* What you are asked to do *
Return every record verbatim.

*-*-*

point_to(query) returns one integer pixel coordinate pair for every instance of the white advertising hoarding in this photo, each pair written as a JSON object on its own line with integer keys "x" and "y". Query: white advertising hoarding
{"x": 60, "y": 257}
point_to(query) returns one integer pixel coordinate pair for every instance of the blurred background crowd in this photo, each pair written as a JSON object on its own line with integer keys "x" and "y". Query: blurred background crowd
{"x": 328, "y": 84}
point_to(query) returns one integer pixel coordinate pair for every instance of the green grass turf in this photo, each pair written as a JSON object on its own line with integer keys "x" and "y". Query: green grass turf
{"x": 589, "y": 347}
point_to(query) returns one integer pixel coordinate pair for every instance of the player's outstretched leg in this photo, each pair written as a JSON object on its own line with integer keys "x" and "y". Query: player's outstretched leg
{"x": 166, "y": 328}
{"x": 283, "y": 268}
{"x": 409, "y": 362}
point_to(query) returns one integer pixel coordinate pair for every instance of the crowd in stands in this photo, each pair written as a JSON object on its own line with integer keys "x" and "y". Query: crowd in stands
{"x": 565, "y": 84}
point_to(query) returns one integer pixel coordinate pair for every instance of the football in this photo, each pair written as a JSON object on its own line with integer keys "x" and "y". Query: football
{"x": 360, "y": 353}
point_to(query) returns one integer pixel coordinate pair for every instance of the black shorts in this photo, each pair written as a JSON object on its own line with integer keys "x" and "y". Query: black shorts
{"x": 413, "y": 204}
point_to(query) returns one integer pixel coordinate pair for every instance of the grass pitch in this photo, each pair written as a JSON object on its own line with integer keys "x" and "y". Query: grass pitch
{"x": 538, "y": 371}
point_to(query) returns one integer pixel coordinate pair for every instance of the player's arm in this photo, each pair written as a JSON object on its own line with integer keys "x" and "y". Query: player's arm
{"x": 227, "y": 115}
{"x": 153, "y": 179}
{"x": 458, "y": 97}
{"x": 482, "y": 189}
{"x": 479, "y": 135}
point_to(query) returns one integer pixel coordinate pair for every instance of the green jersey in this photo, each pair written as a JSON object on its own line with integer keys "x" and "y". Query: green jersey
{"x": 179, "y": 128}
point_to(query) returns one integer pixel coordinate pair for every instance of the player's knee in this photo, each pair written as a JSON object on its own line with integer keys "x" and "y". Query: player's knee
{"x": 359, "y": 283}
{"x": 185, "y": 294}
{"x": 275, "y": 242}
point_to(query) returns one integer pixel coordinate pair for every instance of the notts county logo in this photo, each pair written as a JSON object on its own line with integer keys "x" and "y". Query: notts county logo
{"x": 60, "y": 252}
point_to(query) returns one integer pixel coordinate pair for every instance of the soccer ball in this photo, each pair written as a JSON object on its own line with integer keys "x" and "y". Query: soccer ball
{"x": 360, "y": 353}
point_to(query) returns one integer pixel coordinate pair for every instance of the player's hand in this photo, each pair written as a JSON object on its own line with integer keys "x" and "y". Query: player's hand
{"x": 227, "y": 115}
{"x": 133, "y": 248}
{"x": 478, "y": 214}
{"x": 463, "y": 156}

*-*-*

* Answer to this task *
point_to(query) returns one integer pixel coordinate pair for every instance of the white advertising hoarding in this photo, each pair written as a JSON object on its own line with integer keys "x" and "y". Query: white advertising hoarding
{"x": 60, "y": 257}
point_to(query) returns one integer pixel coordinate pair for every instance of the blurred background crowd in this photo, each pair written as a JSON object on its own line with integer keys "x" and "y". Query: blurred background crowd
{"x": 328, "y": 84}
point_to(query) returns one integer pixel coordinate pair for every instance of the green grass turf in this photo, each pair written as a JSON object on its own line with integer keys "x" and "y". Query: green grass turf
{"x": 589, "y": 347}
point_to(query) returns one integer pixel coordinate pair for every instance of the player's outstretched leg in this photo, each pair written as a JSON object on its own line with integer keys "x" and "y". Query: player's outstretched leg
{"x": 166, "y": 328}
{"x": 283, "y": 268}
{"x": 409, "y": 362}
point_to(query) returns one integer pixel coordinate pair for every instance of the crowd in stands in this photo, each pair written as a JSON object on its own line with integer keys "x" and "y". Query: crowd in stands
{"x": 565, "y": 84}
point_to(query) returns one integer pixel coordinate pair for every instance of the football in this photo, each pair written as a JSON object on its own line with integer keys "x" and "y". Query: football
{"x": 360, "y": 353}
point_to(query) returns one integer pixel coordinate pair for every instance of the black shorts in this photo, each pair written as a JSON object on its own line with integer keys "x" and "y". Query: black shorts
{"x": 413, "y": 204}
point_to(query) returns one integer pixel coordinate pair for every instance of the grass pitch in this photo, each pair written as a JSON object on its own line with integer keys "x" and "y". Query: grass pitch
{"x": 538, "y": 371}
point_to(query) returns one integer pixel coordinate pair for every instance of the player's arm in this photo, each pair written as a JSON object on its own line with integer keys "x" and "y". Query: player's arm
{"x": 227, "y": 115}
{"x": 153, "y": 179}
{"x": 458, "y": 97}
{"x": 482, "y": 189}
{"x": 479, "y": 135}
point_to(query) returns one integer pixel coordinate pair for every instance of the green jersey in this photo, each pair written as a JSON object on its own line with integer keys "x" and "y". Query: green jersey
{"x": 179, "y": 128}
point_to(query) returns one integer pixel coordinate pair for every instance of the player's knee in this photo, each pair written as a JSON object on its own line with integer keys "x" and "y". Query: player's knee
{"x": 359, "y": 283}
{"x": 185, "y": 294}
{"x": 275, "y": 242}
point_to(query) returns one integer pixel coordinate pair for every instance of the notts county logo in this photo, each pair written as a JSON object on its own line with integer keys "x" and "y". Query: notts county logo
{"x": 60, "y": 252}
point_to(query) returns one integer pixel coordinate pair for every instance of the soccer ball in this photo, each pair written as a JSON object on its own line with integer keys "x" and "y". Query: soccer ball
{"x": 360, "y": 353}
point_to(query) returns one integer pixel coordinate pair for every instance of the player's hand in this photo, each pair written as a JSON object on its own line with integer keys "x" and "y". Query: player's hand
{"x": 227, "y": 115}
{"x": 133, "y": 248}
{"x": 478, "y": 214}
{"x": 463, "y": 156}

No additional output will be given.